Brief:
Render the material below as a numbered list, leaving out any blank lines.

Some material

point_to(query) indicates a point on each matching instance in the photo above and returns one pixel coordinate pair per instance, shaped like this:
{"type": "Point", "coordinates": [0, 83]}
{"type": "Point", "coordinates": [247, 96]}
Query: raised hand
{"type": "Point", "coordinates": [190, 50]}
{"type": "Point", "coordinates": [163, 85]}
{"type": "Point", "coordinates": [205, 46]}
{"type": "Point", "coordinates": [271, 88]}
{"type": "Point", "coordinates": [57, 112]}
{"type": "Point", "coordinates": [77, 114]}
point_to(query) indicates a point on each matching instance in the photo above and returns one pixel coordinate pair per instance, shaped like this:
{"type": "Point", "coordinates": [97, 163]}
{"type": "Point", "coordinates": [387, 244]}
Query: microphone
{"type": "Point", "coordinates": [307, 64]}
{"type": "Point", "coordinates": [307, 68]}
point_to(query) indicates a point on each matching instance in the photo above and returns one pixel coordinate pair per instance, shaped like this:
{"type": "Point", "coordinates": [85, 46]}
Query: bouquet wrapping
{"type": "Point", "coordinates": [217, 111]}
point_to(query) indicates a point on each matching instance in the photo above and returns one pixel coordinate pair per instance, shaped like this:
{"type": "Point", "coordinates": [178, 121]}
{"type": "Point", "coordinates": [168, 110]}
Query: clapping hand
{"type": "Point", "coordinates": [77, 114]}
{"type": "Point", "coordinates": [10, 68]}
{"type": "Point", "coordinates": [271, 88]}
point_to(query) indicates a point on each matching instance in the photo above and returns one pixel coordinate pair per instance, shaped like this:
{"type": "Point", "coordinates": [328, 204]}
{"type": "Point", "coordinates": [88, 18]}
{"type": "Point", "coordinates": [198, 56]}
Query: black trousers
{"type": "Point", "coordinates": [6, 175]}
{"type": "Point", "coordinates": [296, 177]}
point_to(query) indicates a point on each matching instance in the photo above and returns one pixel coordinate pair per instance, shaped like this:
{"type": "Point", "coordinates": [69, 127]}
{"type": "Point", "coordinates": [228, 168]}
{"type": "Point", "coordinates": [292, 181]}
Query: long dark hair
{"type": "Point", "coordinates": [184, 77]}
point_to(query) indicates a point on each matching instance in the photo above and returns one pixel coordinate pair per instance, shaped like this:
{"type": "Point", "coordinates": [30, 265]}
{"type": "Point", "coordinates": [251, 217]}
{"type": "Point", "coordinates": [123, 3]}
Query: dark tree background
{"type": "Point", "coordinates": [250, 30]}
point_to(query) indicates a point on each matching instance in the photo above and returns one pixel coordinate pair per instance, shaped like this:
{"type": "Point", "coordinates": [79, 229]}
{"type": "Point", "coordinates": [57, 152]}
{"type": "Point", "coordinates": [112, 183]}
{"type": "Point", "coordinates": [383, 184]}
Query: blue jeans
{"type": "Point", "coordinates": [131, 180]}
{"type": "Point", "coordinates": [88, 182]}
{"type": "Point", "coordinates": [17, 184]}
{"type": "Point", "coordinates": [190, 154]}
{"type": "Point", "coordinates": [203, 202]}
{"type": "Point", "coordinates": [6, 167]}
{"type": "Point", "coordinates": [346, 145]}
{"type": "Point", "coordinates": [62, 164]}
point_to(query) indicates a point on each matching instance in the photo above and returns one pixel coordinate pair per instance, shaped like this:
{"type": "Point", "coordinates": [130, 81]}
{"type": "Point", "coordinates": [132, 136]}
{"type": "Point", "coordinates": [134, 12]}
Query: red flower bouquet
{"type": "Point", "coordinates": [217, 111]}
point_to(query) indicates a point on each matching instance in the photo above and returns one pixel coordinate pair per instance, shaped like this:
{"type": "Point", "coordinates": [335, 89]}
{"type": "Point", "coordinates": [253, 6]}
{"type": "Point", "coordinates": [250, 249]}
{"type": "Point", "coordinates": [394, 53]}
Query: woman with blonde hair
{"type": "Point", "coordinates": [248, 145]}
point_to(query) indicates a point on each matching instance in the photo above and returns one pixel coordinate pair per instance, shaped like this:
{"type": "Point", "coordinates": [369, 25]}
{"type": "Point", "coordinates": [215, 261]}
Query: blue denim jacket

Reply:
1. point_to(query) indicates a point on each matching instance in the photo above and returns one pixel coordinate pair per instance, shaped like this:
2. {"type": "Point", "coordinates": [0, 83]}
3. {"type": "Point", "coordinates": [247, 96]}
4. Query: raised hand
5. {"type": "Point", "coordinates": [190, 50]}
6. {"type": "Point", "coordinates": [163, 85]}
7. {"type": "Point", "coordinates": [205, 46]}
8. {"type": "Point", "coordinates": [271, 88]}
9. {"type": "Point", "coordinates": [57, 112]}
10. {"type": "Point", "coordinates": [77, 114]}
11. point_to(query) indicates a point on each matching instance in the photo above and returns one pixel coordinate pair per instance, shaped like this:
12. {"type": "Point", "coordinates": [97, 163]}
13. {"type": "Point", "coordinates": [387, 244]}
14. Query: microphone
15. {"type": "Point", "coordinates": [307, 64]}
16. {"type": "Point", "coordinates": [307, 68]}
17. point_to(query) indicates a point on each matching instance in the photo above and returns one pixel coordinate pair per instance, shaped like this:
18. {"type": "Point", "coordinates": [85, 46]}
19. Query: bouquet wrapping
20. {"type": "Point", "coordinates": [217, 111]}
21. point_to(query) indicates a point on each matching instance in the photo above and returns one pixel coordinate pair per instance, shaped like this:
22. {"type": "Point", "coordinates": [178, 121]}
23. {"type": "Point", "coordinates": [168, 110]}
24. Query: clapping hand
25. {"type": "Point", "coordinates": [77, 114]}
26. {"type": "Point", "coordinates": [10, 68]}
27. {"type": "Point", "coordinates": [271, 88]}
28. point_to(query) indicates a point on each matching instance in the photo above and returns one pixel coordinate pair per instance, shaped like this:
29. {"type": "Point", "coordinates": [328, 204]}
30. {"type": "Point", "coordinates": [88, 18]}
31. {"type": "Point", "coordinates": [198, 56]}
32. Query: black trousers
33. {"type": "Point", "coordinates": [6, 175]}
34. {"type": "Point", "coordinates": [296, 177]}
35. point_to(query) indicates a point on each matching instance in the photo above and returns one pixel coordinate pair per instance, shaped like this:
36. {"type": "Point", "coordinates": [69, 127]}
37. {"type": "Point", "coordinates": [228, 168]}
38. {"type": "Point", "coordinates": [292, 181]}
39. Query: long dark hair
40. {"type": "Point", "coordinates": [184, 77]}
41. point_to(query) indicates a point on each matching instance in the photo above and returns one pixel coordinate pair per instance, shaped like this:
42. {"type": "Point", "coordinates": [30, 265]}
43. {"type": "Point", "coordinates": [251, 217]}
44. {"type": "Point", "coordinates": [123, 3]}
45. Query: dark tree background
46. {"type": "Point", "coordinates": [250, 30]}
47. point_to(query) indicates a point on each matching instance in the photo above and returns one pixel coordinate pair per instance, shaped like this:
48. {"type": "Point", "coordinates": [79, 229]}
49. {"type": "Point", "coordinates": [57, 152]}
50. {"type": "Point", "coordinates": [112, 183]}
51. {"type": "Point", "coordinates": [383, 184]}
52. Query: blue jeans
53. {"type": "Point", "coordinates": [131, 180]}
54. {"type": "Point", "coordinates": [88, 182]}
55. {"type": "Point", "coordinates": [17, 184]}
56. {"type": "Point", "coordinates": [190, 154]}
57. {"type": "Point", "coordinates": [203, 202]}
58. {"type": "Point", "coordinates": [6, 167]}
59. {"type": "Point", "coordinates": [346, 145]}
60. {"type": "Point", "coordinates": [62, 164]}
61. point_to(query) indicates a point on each matching instance in the photo above and returns one pixel coordinate pair per instance, shaped like this:
62. {"type": "Point", "coordinates": [130, 81]}
63. {"type": "Point", "coordinates": [132, 136]}
64. {"type": "Point", "coordinates": [134, 12]}
65. Query: red flower bouquet
66. {"type": "Point", "coordinates": [217, 111]}
67. point_to(query) indicates a point on each matching instance in the photo above and returns one pixel coordinate pair per instance, shaped like this:
68. {"type": "Point", "coordinates": [335, 89]}
69. {"type": "Point", "coordinates": [253, 6]}
70. {"type": "Point", "coordinates": [250, 249]}
71. {"type": "Point", "coordinates": [394, 53]}
72. Query: woman with blonde hair
73. {"type": "Point", "coordinates": [248, 145]}
74. point_to(query) indicates a point on each matching instance in the photo above and returns one pixel coordinate pair per instance, shaped like this:
75. {"type": "Point", "coordinates": [369, 25]}
76. {"type": "Point", "coordinates": [215, 261]}
77. Query: blue denim jacket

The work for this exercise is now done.